DIRECTIONS FOR THIS TASK:
Copy every line of the records below word for word, but leave the pictures out of your answer.

****************

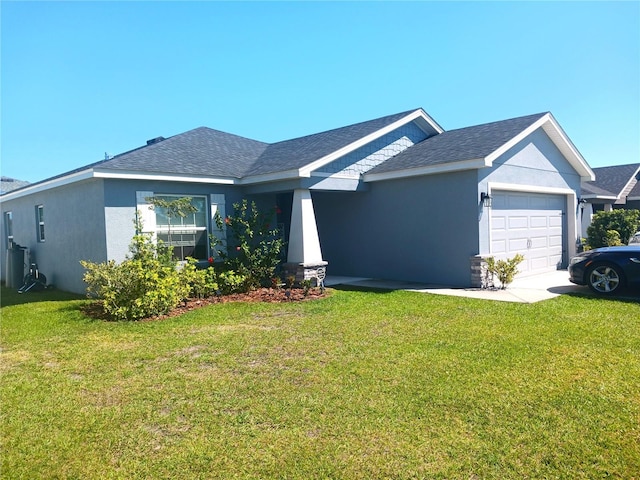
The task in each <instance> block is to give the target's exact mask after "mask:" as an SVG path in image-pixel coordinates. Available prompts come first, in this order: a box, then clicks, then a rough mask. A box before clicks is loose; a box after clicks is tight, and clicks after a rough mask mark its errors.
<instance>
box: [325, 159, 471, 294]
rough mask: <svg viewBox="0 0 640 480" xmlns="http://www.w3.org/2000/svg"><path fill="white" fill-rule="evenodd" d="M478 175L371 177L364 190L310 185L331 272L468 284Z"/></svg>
mask: <svg viewBox="0 0 640 480" xmlns="http://www.w3.org/2000/svg"><path fill="white" fill-rule="evenodd" d="M476 182H477V174H476V172H475V171H465V172H455V173H448V174H440V175H431V176H421V177H413V178H407V179H401V180H390V181H384V182H375V183H372V184H371V185H370V190H369V191H368V192H362V193H329V192H327V193H324V192H314V193H313V201H314V208H315V212H316V220H317V224H318V231H319V235H320V244H321V248H322V253H323V257H324V258H325V259H326V260H327V261H328V262H329V267H328V271H329V273H330V274H331V275H355V276H366V277H373V278H385V279H391V280H394V279H395V280H407V281H416V282H430V283H438V284H448V285H454V286H468V285H469V283H470V266H469V258H470V257H471V256H473V255H476V254H477V253H478V211H477V201H476V193H475V192H476V189H477V183H476ZM454 192H455V193H454Z"/></svg>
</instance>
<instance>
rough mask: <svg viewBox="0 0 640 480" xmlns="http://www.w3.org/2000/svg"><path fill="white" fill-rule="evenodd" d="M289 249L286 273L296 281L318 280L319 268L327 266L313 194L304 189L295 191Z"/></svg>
mask: <svg viewBox="0 0 640 480" xmlns="http://www.w3.org/2000/svg"><path fill="white" fill-rule="evenodd" d="M289 232H290V233H289V249H288V254H287V263H286V264H285V271H286V272H287V274H288V275H295V277H296V281H298V282H300V281H302V280H307V279H311V278H317V276H316V274H317V270H318V268H321V267H324V266H326V265H327V262H325V261H324V260H322V251H321V250H320V238H319V237H318V228H317V227H316V216H315V213H314V211H313V201H312V200H311V192H310V191H309V190H304V189H296V190H294V191H293V205H292V208H291V227H290V230H289Z"/></svg>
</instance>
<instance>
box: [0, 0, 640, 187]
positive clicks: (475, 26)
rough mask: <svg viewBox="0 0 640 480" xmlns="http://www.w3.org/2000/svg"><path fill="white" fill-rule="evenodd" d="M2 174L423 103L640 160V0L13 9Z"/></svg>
mask: <svg viewBox="0 0 640 480" xmlns="http://www.w3.org/2000/svg"><path fill="white" fill-rule="evenodd" d="M0 14H1V21H2V24H1V27H2V29H1V32H2V33H1V35H2V37H1V40H2V47H1V48H2V50H1V53H2V56H1V68H2V70H1V75H2V77H1V101H2V105H1V108H2V113H1V121H2V124H1V140H2V144H1V154H2V164H1V172H2V175H6V176H10V177H14V178H18V179H21V180H28V181H32V182H33V181H38V180H42V179H44V178H47V177H50V176H53V175H57V174H60V173H63V172H66V171H68V170H71V169H74V168H78V167H81V166H83V165H86V164H89V163H92V162H95V161H98V160H101V159H103V158H104V154H105V152H107V153H109V154H111V155H114V154H118V153H122V152H124V151H127V150H130V149H132V148H136V147H138V146H141V145H143V144H145V143H146V140H147V139H150V138H154V137H158V136H165V137H168V136H171V135H175V134H178V133H182V132H184V131H187V130H190V129H192V128H196V127H199V126H208V127H211V128H215V129H218V130H223V131H226V132H230V133H234V134H237V135H242V136H246V137H249V138H253V139H256V140H261V141H264V142H275V141H279V140H285V139H289V138H295V137H298V136H303V135H307V134H311V133H317V132H321V131H324V130H328V129H332V128H336V127H340V126H344V125H349V124H352V123H356V122H360V121H365V120H370V119H373V118H377V117H380V116H384V115H389V114H392V113H398V112H402V111H405V110H410V109H414V108H418V107H422V108H424V110H425V111H426V112H427V113H428V114H430V115H431V116H432V117H433V118H434V119H435V120H436V121H437V122H438V123H439V124H440V125H441V126H442V127H443V128H444V129H445V130H452V129H455V128H461V127H466V126H470V125H478V124H481V123H486V122H491V121H496V120H503V119H507V118H513V117H518V116H522V115H528V114H532V113H539V112H546V111H551V112H552V113H553V115H554V116H555V117H556V119H557V120H558V122H559V123H560V125H561V126H562V127H563V129H564V130H565V132H566V133H567V134H568V135H569V137H570V138H571V139H572V141H573V142H574V143H575V145H576V146H577V148H578V150H579V151H580V152H581V153H582V155H583V156H584V157H585V159H586V160H587V162H588V163H589V164H590V165H591V166H592V167H600V166H606V165H615V164H627V163H636V162H640V2H637V1H631V2H615V1H607V2H406V3H405V2H318V3H315V2H282V3H279V2H256V3H253V2H164V1H157V2H153V1H146V2H126V1H122V2H75V1H73V2H55V1H49V2H31V1H29V2H16V1H6V0H5V1H3V2H2V4H1V12H0Z"/></svg>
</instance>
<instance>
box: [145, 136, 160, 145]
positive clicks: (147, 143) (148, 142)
mask: <svg viewBox="0 0 640 480" xmlns="http://www.w3.org/2000/svg"><path fill="white" fill-rule="evenodd" d="M163 140H164V137H156V138H152V139H151V140H147V145H153V144H154V143H160V142H161V141H163Z"/></svg>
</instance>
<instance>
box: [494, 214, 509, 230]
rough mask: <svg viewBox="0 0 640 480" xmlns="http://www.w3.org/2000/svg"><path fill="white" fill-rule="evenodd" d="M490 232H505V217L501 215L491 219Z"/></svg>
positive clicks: (497, 215)
mask: <svg viewBox="0 0 640 480" xmlns="http://www.w3.org/2000/svg"><path fill="white" fill-rule="evenodd" d="M491 229H492V230H506V229H507V217H505V216H503V215H496V216H494V217H493V218H492V219H491Z"/></svg>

****************

EXERCISE OUTPUT:
The task in each <instance> block is to give the target's exact mask after "mask:" as an SVG path in image-pixel coordinates. Available prompts come first, in this order: a box, then clicks, then a rough mask. A box before clicks is loose; a box after clicks is tight, and clicks after a rough mask mark its errors.
<instance>
box: [325, 159, 471, 294]
rough mask: <svg viewBox="0 0 640 480" xmlns="http://www.w3.org/2000/svg"><path fill="white" fill-rule="evenodd" d="M478 175L371 177L364 190L310 185L331 272L468 284Z"/></svg>
mask: <svg viewBox="0 0 640 480" xmlns="http://www.w3.org/2000/svg"><path fill="white" fill-rule="evenodd" d="M476 182H477V174H476V172H475V171H465V172H455V173H448V174H440V175H431V176H421V177H413V178H407V179H401V180H390V181H384V182H375V183H372V184H371V185H370V190H369V191H368V192H362V193H329V192H327V193H324V192H314V193H313V201H314V208H315V212H316V220H317V224H318V231H319V235H320V244H321V248H322V253H323V257H324V258H325V259H326V260H327V261H328V262H329V267H328V271H329V273H330V274H331V275H355V276H366V277H373V278H385V279H391V280H394V279H395V280H407V281H416V282H430V283H438V284H448V285H454V286H468V285H469V283H470V266H469V258H470V257H471V256H473V255H476V254H477V253H478V211H477V201H476V193H475V192H476V189H477V183H476ZM454 192H455V193H454Z"/></svg>
</instance>
<instance>
rough mask: <svg viewBox="0 0 640 480" xmlns="http://www.w3.org/2000/svg"><path fill="white" fill-rule="evenodd" d="M289 249L286 273L296 281L318 280L319 268L327 266L313 194L304 189L295 191Z"/></svg>
mask: <svg viewBox="0 0 640 480" xmlns="http://www.w3.org/2000/svg"><path fill="white" fill-rule="evenodd" d="M289 232H290V233H289V249H288V254H287V263H286V264H285V271H286V272H287V274H288V275H295V277H296V281H298V282H300V281H302V280H307V279H311V278H317V276H316V274H317V270H318V268H321V267H324V266H326V265H327V262H325V261H324V260H322V251H321V250H320V238H319V237H318V228H317V227H316V216H315V213H314V211H313V201H312V200H311V192H310V191H309V190H304V189H296V190H294V191H293V205H292V208H291V227H290V230H289Z"/></svg>
</instance>
<instance>
box: [0, 0, 640, 187]
positive clicks: (475, 26)
rough mask: <svg viewBox="0 0 640 480" xmlns="http://www.w3.org/2000/svg"><path fill="white" fill-rule="evenodd" d="M2 174L423 103L640 160V0L13 9Z"/></svg>
mask: <svg viewBox="0 0 640 480" xmlns="http://www.w3.org/2000/svg"><path fill="white" fill-rule="evenodd" d="M0 14H1V21H2V24H1V27H2V29H1V32H2V33H1V35H2V37H1V40H2V47H1V48H2V50H1V53H2V56H1V68H2V70H1V75H2V77H1V101H2V105H1V108H2V113H1V121H2V124H1V140H2V144H1V154H2V164H1V172H2V175H6V176H10V177H14V178H18V179H21V180H28V181H32V182H33V181H38V180H42V179H44V178H47V177H50V176H53V175H57V174H60V173H63V172H66V171H68V170H71V169H74V168H78V167H81V166H83V165H86V164H89V163H92V162H95V161H98V160H101V159H103V158H104V154H105V152H107V153H109V154H111V155H114V154H118V153H122V152H124V151H127V150H130V149H132V148H136V147H138V146H141V145H143V144H145V143H146V140H147V139H150V138H154V137H158V136H165V137H168V136H171V135H175V134H178V133H182V132H184V131H187V130H190V129H192V128H196V127H199V126H208V127H211V128H215V129H218V130H223V131H226V132H230V133H234V134H237V135H242V136H246V137H249V138H253V139H256V140H261V141H264V142H275V141H279V140H285V139H289V138H295V137H298V136H303V135H307V134H311V133H317V132H321V131H324V130H328V129H332V128H336V127H340V126H344V125H349V124H352V123H356V122H360V121H365V120H370V119H373V118H377V117H380V116H384V115H389V114H392V113H398V112H402V111H405V110H410V109H414V108H418V107H422V108H424V110H425V111H426V112H427V113H428V114H430V115H431V116H432V117H433V118H434V119H435V120H436V121H437V122H438V123H439V124H440V125H441V126H442V127H443V128H444V129H445V130H452V129H455V128H461V127H466V126H470V125H478V124H481V123H486V122H491V121H496V120H503V119H507V118H513V117H518V116H522V115H528V114H532V113H539V112H546V111H551V112H552V113H553V115H554V116H555V117H556V119H557V120H558V122H559V123H560V125H561V126H562V127H563V129H564V130H565V132H566V133H567V134H568V135H569V137H570V138H571V139H572V141H573V142H574V143H575V145H576V146H577V148H578V150H579V151H580V152H581V153H582V155H583V156H584V157H585V159H586V160H587V162H588V163H589V164H590V165H591V166H592V167H600V166H606V165H615V164H627V163H636V162H640V2H637V1H631V2H615V1H607V2H406V3H405V2H318V3H315V2H282V3H279V2H256V3H253V2H164V1H157V2H153V1H146V2H126V1H122V2H75V1H73V2H55V1H49V2H31V1H29V2H16V1H6V0H5V1H3V2H2V4H1V12H0Z"/></svg>
</instance>
<instance>
box: [145, 136, 160, 145]
positive clicks: (147, 143) (148, 142)
mask: <svg viewBox="0 0 640 480" xmlns="http://www.w3.org/2000/svg"><path fill="white" fill-rule="evenodd" d="M163 140H164V137H156V138H152V139H151V140H147V145H153V144H154V143H160V142H161V141H163Z"/></svg>
</instance>
<instance>
box: [494, 214, 509, 230]
rough mask: <svg viewBox="0 0 640 480" xmlns="http://www.w3.org/2000/svg"><path fill="white" fill-rule="evenodd" d="M490 232H505V217L501 215L491 219Z"/></svg>
positive clicks: (497, 215)
mask: <svg viewBox="0 0 640 480" xmlns="http://www.w3.org/2000/svg"><path fill="white" fill-rule="evenodd" d="M491 229H492V230H506V229H507V217H505V216H503V215H496V216H494V217H493V218H492V219H491Z"/></svg>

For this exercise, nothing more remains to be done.